§ REQUEST
According to the Gary Lawyer biography, how did he start his career?

Gary Lawyer (born 1959) is an Indian singer-songwriter known for his works predominantly in Western Music & Bollywood. He started his career as a nightclub singer in New York City. Also known as " The man with a golden voice".

Career
He is the first Indian to be signed for a western album outside India and the first English music video "nights on Fire" to be played on MTV in India.
Lawyer has a bass baritone, who sings in the tenor range. During his youth he studied music in New York City, before returning to his roots in Bombay to further build his career, leaving behind the many contracts he was offered in NY.

Today he is known in India as "the man with a golden voice". As well as music from his own albums he also sings covers by great rock & jazz musicians such as The doors, Frank Sinatra, Elvis, Freddie Mercury and many more. He has been the opening act for many international musicians such as Bon Jovi, Bryan Adams, Def Leppard, and has even played tributes to "Queen" by playing for Freddie Mercury's family and friends.

§ DATA EXTRACT
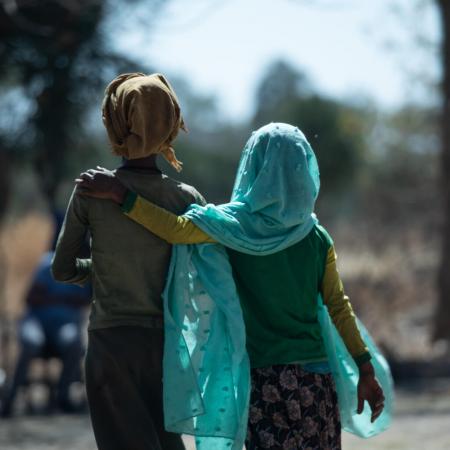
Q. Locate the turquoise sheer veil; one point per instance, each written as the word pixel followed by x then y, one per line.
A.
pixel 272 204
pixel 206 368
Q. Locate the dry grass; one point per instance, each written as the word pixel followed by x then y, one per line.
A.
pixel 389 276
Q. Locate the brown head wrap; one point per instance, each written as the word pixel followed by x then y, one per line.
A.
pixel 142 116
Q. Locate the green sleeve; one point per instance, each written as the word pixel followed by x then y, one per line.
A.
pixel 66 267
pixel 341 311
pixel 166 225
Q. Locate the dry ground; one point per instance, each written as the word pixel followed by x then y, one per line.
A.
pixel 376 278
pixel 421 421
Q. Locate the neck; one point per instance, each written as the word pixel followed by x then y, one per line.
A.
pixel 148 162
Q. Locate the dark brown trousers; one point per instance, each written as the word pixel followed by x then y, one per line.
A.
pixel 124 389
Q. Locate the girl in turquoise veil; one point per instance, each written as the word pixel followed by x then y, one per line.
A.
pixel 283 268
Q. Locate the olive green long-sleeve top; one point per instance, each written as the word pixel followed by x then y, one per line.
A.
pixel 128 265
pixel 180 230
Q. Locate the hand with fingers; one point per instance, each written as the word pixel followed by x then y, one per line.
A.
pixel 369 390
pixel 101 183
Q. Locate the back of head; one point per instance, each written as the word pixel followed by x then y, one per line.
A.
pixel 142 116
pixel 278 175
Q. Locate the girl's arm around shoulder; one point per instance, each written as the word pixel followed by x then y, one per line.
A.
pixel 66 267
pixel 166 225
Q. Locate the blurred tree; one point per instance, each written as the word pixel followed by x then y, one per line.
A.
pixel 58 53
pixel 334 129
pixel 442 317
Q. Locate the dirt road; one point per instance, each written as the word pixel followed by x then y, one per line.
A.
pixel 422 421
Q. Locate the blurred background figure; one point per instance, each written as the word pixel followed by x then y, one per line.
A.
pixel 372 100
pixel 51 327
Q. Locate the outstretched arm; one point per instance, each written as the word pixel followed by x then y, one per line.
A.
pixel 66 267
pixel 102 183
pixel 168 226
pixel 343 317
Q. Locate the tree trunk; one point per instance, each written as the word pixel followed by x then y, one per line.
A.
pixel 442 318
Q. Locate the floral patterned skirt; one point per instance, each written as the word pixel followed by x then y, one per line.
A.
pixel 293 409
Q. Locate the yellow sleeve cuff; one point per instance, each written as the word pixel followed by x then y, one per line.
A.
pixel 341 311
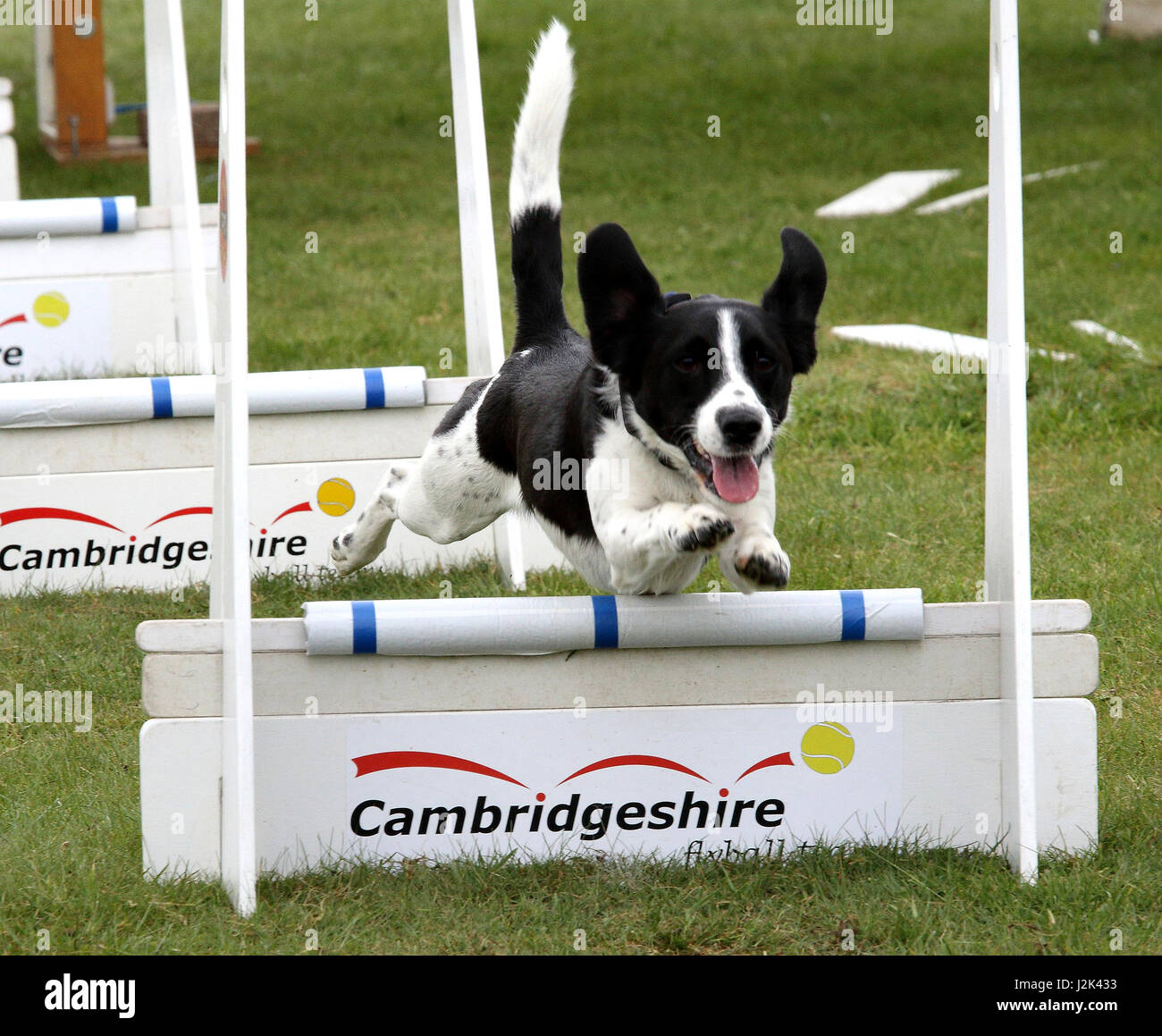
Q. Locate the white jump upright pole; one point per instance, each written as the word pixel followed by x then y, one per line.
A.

§ SOLVED EXERCISE
He started his career as a nightclub singer in New York City.